## Start Provided records

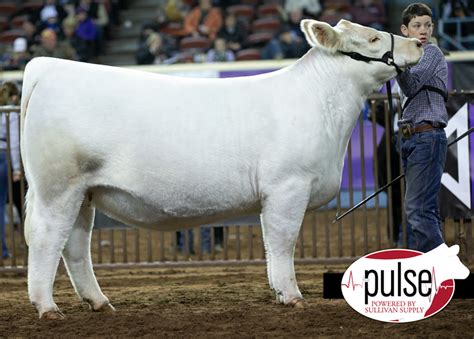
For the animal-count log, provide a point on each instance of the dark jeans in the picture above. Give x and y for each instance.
(424, 156)
(3, 198)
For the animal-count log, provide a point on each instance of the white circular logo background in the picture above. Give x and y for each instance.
(401, 285)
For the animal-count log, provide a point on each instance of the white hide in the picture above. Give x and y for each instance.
(162, 151)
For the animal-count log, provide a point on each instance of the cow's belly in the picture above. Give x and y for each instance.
(164, 213)
(325, 187)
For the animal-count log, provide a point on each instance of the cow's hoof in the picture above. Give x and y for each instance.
(297, 303)
(52, 315)
(105, 308)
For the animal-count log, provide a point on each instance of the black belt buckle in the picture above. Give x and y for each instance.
(406, 131)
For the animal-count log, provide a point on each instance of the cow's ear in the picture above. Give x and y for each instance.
(320, 33)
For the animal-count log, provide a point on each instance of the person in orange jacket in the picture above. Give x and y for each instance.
(203, 20)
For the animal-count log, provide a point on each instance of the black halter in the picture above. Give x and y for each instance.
(387, 58)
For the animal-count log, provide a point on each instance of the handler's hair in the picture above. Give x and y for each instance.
(413, 10)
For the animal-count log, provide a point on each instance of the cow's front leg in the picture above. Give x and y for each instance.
(77, 257)
(46, 231)
(282, 214)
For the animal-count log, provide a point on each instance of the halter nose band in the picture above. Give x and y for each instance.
(387, 58)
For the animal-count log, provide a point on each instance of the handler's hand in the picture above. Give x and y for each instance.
(16, 176)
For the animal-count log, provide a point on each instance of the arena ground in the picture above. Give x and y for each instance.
(210, 301)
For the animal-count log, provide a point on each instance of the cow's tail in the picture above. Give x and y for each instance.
(30, 80)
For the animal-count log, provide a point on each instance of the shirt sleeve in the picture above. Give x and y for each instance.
(413, 79)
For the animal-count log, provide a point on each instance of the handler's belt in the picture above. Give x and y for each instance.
(408, 131)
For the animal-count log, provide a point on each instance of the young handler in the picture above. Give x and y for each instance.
(423, 143)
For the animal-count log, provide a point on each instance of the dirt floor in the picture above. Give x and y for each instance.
(210, 301)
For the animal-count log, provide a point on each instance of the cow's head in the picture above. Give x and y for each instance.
(349, 37)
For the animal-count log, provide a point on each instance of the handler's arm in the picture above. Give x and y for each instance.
(416, 77)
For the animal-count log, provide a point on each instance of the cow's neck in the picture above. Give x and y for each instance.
(341, 92)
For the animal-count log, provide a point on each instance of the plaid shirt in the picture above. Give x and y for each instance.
(432, 70)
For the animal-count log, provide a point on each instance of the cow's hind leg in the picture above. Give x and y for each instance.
(282, 214)
(47, 227)
(77, 257)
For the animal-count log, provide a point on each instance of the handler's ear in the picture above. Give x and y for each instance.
(320, 33)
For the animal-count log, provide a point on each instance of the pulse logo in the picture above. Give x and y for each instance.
(401, 285)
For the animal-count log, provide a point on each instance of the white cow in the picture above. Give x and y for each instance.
(161, 151)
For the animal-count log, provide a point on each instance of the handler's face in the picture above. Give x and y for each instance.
(420, 27)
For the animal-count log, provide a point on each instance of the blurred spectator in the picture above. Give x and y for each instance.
(294, 20)
(220, 52)
(175, 10)
(6, 97)
(225, 3)
(181, 239)
(50, 47)
(369, 13)
(153, 51)
(96, 12)
(308, 8)
(457, 9)
(233, 32)
(203, 20)
(333, 12)
(19, 57)
(285, 45)
(80, 46)
(154, 26)
(86, 33)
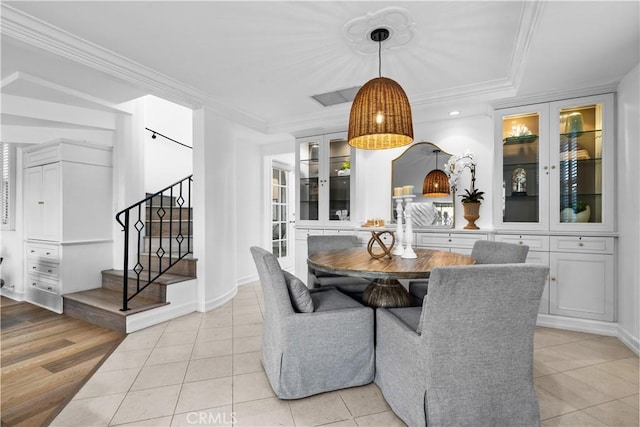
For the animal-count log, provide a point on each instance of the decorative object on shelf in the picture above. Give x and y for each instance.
(472, 197)
(519, 182)
(345, 169)
(375, 238)
(520, 134)
(399, 248)
(423, 214)
(580, 212)
(343, 214)
(380, 115)
(408, 235)
(436, 183)
(575, 123)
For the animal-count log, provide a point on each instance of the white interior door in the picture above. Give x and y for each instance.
(282, 196)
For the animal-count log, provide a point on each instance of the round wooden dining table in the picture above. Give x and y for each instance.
(385, 290)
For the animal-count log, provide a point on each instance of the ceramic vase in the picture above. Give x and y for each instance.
(471, 214)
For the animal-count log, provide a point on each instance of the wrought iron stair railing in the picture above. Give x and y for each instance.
(156, 251)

## End Provided records

Can you render all the rows above as a Markdown table with an "Index" column for the row number and a "Text" column for the line, leaving out blank lines and the pictures?

## Task solution
| Index | Text |
|---|---|
| 1 | For the animal-count log, provide a point on each instance of the dark jeans in the picture above. Give x and y for each instance. |
| 2 | (424, 156) |
| 3 | (3, 198) |
| 4 | For the animal-count log, provide a point on each instance of the white circular logo background in the picture above. Give x and y for each instance. |
| 5 | (401, 285) |
| 6 | For the animal-count log, provide a point on each instance of the white hide in the picture above. Give x and y for each instance. |
| 7 | (162, 151) |
| 8 | For the animal-count log, provide a point on each instance of the cow's belly in the picture above. Give x and y for each instance. |
| 9 | (164, 213) |
| 10 | (325, 187) |
| 11 | For the animal-count log, provide a point on each instance of the cow's hoof in the picture above. Give x and y for each instance. |
| 12 | (297, 303) |
| 13 | (52, 315) |
| 14 | (105, 308) |
| 15 | For the animal-count log, provide a point on each instance of the black belt buckle in the picture above. Give x and y for each instance. |
| 16 | (406, 131) |
| 17 | For the animal-count log, provide a point on each instance of the cow's ear in the picture above. Give x and y for each instance. |
| 18 | (320, 33) |
| 19 | For the animal-count log, provide a point on each instance of the person in orange jacket in the picture above. Give x and y for each instance. |
| 20 | (203, 20) |
| 21 | For the animal-count log, provide a point on each instance of the black halter in the picture above. Give x and y for each instance. |
| 22 | (387, 58) |
| 23 | For the animal-count log, provide a point on each instance of the handler's hair in the picture above. Give x and y for each instance. |
| 24 | (413, 10) |
| 25 | For the animal-count log, provide a point on each instance of the cow's front leg in the picture above. Give x and y for each instance. |
| 26 | (77, 257) |
| 27 | (46, 231) |
| 28 | (282, 214) |
| 29 | For the animal-count log, provide a point on each instance of the halter nose band in the picture above. Give x and y for each instance. |
| 30 | (387, 58) |
| 31 | For the animal-count log, provide a point on each instance of the handler's hand in the picture above. Give x and y for each instance. |
| 32 | (16, 176) |
| 33 | For the animal-count log, provide a point on each instance of the arena ground in the picture above. Give x and y for each instance. |
| 34 | (210, 301) |
| 35 | For the animal-count log, provide a point on each instance of the cow's tail in the picture above. Give x and y for each instance. |
| 36 | (30, 80) |
| 37 | For the animal-count log, provide a point on each instance of the shirt sleeve in the picture above. Give x and y for each instance. |
| 38 | (413, 79) |
| 39 | For the animal-count log, provide a point on each instance of the handler's belt in the picture above. Give x and y for each instance. |
| 40 | (408, 131) |
| 41 | For the animal-count log, provide a point on each instance of the young handler in the picture above. Give x and y for each instance. |
| 42 | (423, 143) |
| 43 | For the animal-count log, provide a point on each instance of the dirt floor in the picture above. Give x and y for each instance. |
| 44 | (210, 301) |
| 45 | For the animal-count log, provide a point on each instance of the cow's head in the picture above. Give x and y for each instance. |
| 46 | (349, 37) |
| 47 | For the animal-count log, provide a point on each instance of the handler's arm in the picture above. Give x and y for each instance. |
| 48 | (416, 77) |
| 49 | For the animal-count log, provide a point on each instance of the cow's neck in the picture above. Give x and y for each instance. |
| 50 | (341, 92) |
| 51 | For the animal-count log, provide a point on each instance of the plaid shirt in the picture above. Give x and y for each instance. |
| 52 | (432, 70) |
| 53 | For the animal-count log, provide a point on each instance of the cow's hind leg in the picture above. Give x and y for each instance. |
| 54 | (282, 214) |
| 55 | (47, 227) |
| 56 | (77, 257) |
| 57 | For the animal-count log, provide a point on each instance of the handler's ear in the picture above. Give x and y for each instance. |
| 58 | (320, 33) |
| 59 | For the animal-count log, provide a point on each instance of the pulse logo in the picture above. Give x and y for each instance. |
| 60 | (401, 285) |
| 61 | For the animal-count log, provide a point on each instance of the white cow in the picture above. Give x and y for each instance. |
| 62 | (161, 151) |
| 63 | For the animal-count log, provide a point on each instance of the handler's face in the picture above. Give x and y for each instance. |
| 64 | (420, 27) |
| 65 | For the animal-count log, provide a point on each instance of the blurred spectator in the picture above. Give x and y for each instance. |
| 66 | (294, 20) |
| 67 | (220, 52) |
| 68 | (175, 10) |
| 69 | (6, 97) |
| 70 | (225, 3) |
| 71 | (181, 239) |
| 72 | (50, 47) |
| 73 | (369, 13) |
| 74 | (153, 51) |
| 75 | (96, 12) |
| 76 | (308, 8) |
| 77 | (457, 9) |
| 78 | (233, 32) |
| 79 | (203, 20) |
| 80 | (333, 12) |
| 81 | (19, 57) |
| 82 | (285, 45) |
| 83 | (80, 46) |
| 84 | (154, 26) |
| 85 | (86, 33) |
| 86 | For the animal-count log, provide a point on each instance of the decorative object on shelf in the picture above. Give x and y for each instance. |
| 87 | (472, 197) |
| 88 | (519, 182) |
| 89 | (345, 169) |
| 90 | (375, 238) |
| 91 | (520, 134) |
| 92 | (399, 248) |
| 93 | (423, 214) |
| 94 | (580, 212) |
| 95 | (343, 214) |
| 96 | (380, 115) |
| 97 | (408, 235) |
| 98 | (436, 183) |
| 99 | (575, 123) |
| 100 | For the animal-count log, provide a point on each instance of the white interior door in the picture above. Give x and y for each instance. |
| 101 | (282, 196) |
| 102 | For the animal-count log, provide a point on each instance of the round wooden dining table in the picture above. Give x and y for each instance. |
| 103 | (385, 290) |
| 104 | For the animal-count log, provide a point on each instance of the ceramic vase in the picture above. Give x and y for each instance. |
| 105 | (471, 214) |
| 106 | For the animal-count log, provide a point on each instance of the wrought iron stair railing in the picture above. Give x and y for each instance. |
| 107 | (156, 251) |